On March 30, 2018, the Board of Directors (the “Board”) of Acacia Research Corporation (“Acacia” or the “Company”) adopted resolutions expanding the Board from six to eight members and appointing Mr. Joseph E. Davis and Mr. Paul Falzone as members of the Board to fill the newly created seats on the Board. Mr. Davis was appointed as a Class I director to serve until the Company’s 2019 annual meeting of stockholders and until his successor is duly elected and qualified. Mr. Falzone was appointed as a Class II director to serve until the Company’s 2020 annual meeting of stockholders and until his successor is duly elected and qualified. The Board has determined that each of Messrs. Davis and Falzone is an independent director under applicable U.S. Securities and Exchange Commission (the “SEC”) and Nasdaq rules. The Board has also determined that Mr. Davis satisfies the independence criteria for Audit Committee members, as set forth in Rule 10A-3 under the Securities Exchange Act of 1934, as amended (the “Exchange Act”).
Mr. Davis will serve as a member of the Audit Committee and the Nominating and Governance Committee. Mr. Falzone will serve as a member of the Compensation Committee, the Nominating and Governance Committee and the recently created Strategic Review Committee. Concurrently with the appointment of Messrs. Davis and Falzone, Mr. Frank E. Walsh, III stepped down from the Audit Committee, but will continue to serve on the Board and the Nominating and Governance Committee and chair the Strategic Review Committee.
Each of Messrs. Davis and Falzone will receive the standard compensation for his respective services at the same level as other non-employee directors of the Company, as described in our Proxy Statement on Schedule 14A filed with the SEC on May 1, 2017. Each of Messrs. Davis and Falzone is expected to enter into the Company’s standard form of indemnification agreement, which is attached as an exhibit to our Quarterly Report on Form 10-Q for the period ended June 30, 2012, filed with the SEC on July 30, 2012.
There is no arrangement or understanding between Mr. Falzone or Mr. Davis and any other persons or entities pursuant to which either of them was elected as a director. There have been no transactions, or currently proposed transactions, in which the Company was or is to be a participant and the amount involved exceeds $120,000, and in which Mr. Falzone or Mr. Davis, or any member of their respective immediate family, had or will have a direct or indirect material interest since the beginning of the Company’s last fiscal year.

ENTRIES SUPPLIED:
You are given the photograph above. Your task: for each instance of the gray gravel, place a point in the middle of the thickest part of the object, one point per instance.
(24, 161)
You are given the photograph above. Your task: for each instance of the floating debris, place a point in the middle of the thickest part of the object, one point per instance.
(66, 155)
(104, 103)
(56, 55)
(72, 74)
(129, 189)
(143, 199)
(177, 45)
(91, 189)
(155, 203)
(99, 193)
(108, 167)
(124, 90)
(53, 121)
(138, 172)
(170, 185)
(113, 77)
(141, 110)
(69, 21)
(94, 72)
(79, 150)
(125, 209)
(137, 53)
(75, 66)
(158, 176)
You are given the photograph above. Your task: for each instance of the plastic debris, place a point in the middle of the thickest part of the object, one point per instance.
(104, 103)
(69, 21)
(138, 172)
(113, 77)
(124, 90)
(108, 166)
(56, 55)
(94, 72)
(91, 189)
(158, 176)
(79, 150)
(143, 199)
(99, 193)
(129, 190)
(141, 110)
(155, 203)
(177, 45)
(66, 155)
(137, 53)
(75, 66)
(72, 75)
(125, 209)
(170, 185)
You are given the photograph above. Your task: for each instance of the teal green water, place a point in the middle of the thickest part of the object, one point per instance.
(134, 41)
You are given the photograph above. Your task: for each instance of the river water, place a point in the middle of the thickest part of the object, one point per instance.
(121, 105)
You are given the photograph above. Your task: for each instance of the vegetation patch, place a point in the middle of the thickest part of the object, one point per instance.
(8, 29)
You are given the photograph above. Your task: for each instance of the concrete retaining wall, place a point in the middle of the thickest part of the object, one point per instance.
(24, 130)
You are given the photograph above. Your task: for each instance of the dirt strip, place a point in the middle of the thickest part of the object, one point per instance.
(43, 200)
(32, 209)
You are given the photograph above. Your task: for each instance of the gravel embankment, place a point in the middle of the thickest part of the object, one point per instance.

THINGS TO DO:
[1] Turn the paragraph of the Acacia board appointment text that begins "Mr. Davis will serve as a member" into a short list, keeping its main facts.
[2] Continue the Acacia board appointment text, picking up after its last sentence.

RESULTS BY TASK:
[1]
- Mr. Davis: member of the Audit Committee and the Nominating and Governance Committee.
- Mr. Falzone: member of the Compensation Committee, the Nominating and Governance Committee and the recently created Strategic Review Committee.
- Mr. Frank E. Walsh, III: stepped down from the Audit Committee at the time of the new appointments, but stays on the Board and the Nominating and Governance Committee and chairs the Strategic Review Committee.

[2]
A copy of the Company’s press release announcing the increase in the size of the Board and the appointment of Messrs. Davis and Falzone to the Board is attached hereto as Exhibit 99.1. Exhibit 99.1 shall not be deemed “filed” for purposes of Section 18 of the Exchange Act, nor shall it be deemed incorporated by reference in any filing under the Securities Act of 1933, as amended, or the Exchange Act, except as shall be expressly set forth by specific reference in such filing.
Important Additional Information and Where to Find It
This Current Report on Form 8-K may be deemed to contain solicitation material in respect to the solicitation of proxies from the Company’s stockholders in connection with the Company’s 2018 annual meeting of stockholders (the “Annual Meeting”). The Company intends to promptly file with the SEC its preliminary proxy statement and WHITE proxy card relating to the Annual Meeting. When such preliminary proxy statement is cleared by the SEC Staff, the Company intends to file with the SEC and mail to its stockholders a definitive proxy statement and accompanying WHITE proxy card in connection with the Annual Meeting. The definitive proxy statement will contain important information about the Company, the Annual Meeting and related matters. Stockholders may obtain a free copy of the definitive proxy statement and other documents that the Company files with the SEC (when available) on the SEC’s website, at www.sec.gov. INVESTORS AND STOCKHOLDERS ARE URGED TO READ THE DEFINITIVE PROXY STATEMENT, THE ACCOMPANYING WHITE PROXY CARD AND ANY OTHER RELEVANT SOLICITATION MATERIALS (WHEN THEY BECOME AVAILABLE) BECAUSE THESE DOCUMENTS WILL CONTAIN IMPORTANT INFORMATION.
Acacia, its directors and certain of its executive officers may be deemed to be participants in the solicitation of proxies from the Company’s stockholders in connection with the Annual Meeting. Information regarding the names of the
Company’s directors and executive officers and their respective interests in the Company will be set forth in the definitive proxy statement, the accompanying WHITE proxy card and other relevant solicitation materials filed by the Company. These documents (when they become available), and any and all other documents filed by the Company with the SEC, may be obtained by investors and stockholders free of charge on the SEC’s website at www.sec.gov. Copies will also be available at no charge on the Company’s website at www.acaciaresearch.com.
Item 9.01. Financial Statements and Exhibits.
Exhibit No. Description
SIGNATURE
Pursuant to the requirements of the Securities Exchange Act of 1934, the registrant has duly caused this report to be signed on its behalf by the undersigned hereunto duly authorized.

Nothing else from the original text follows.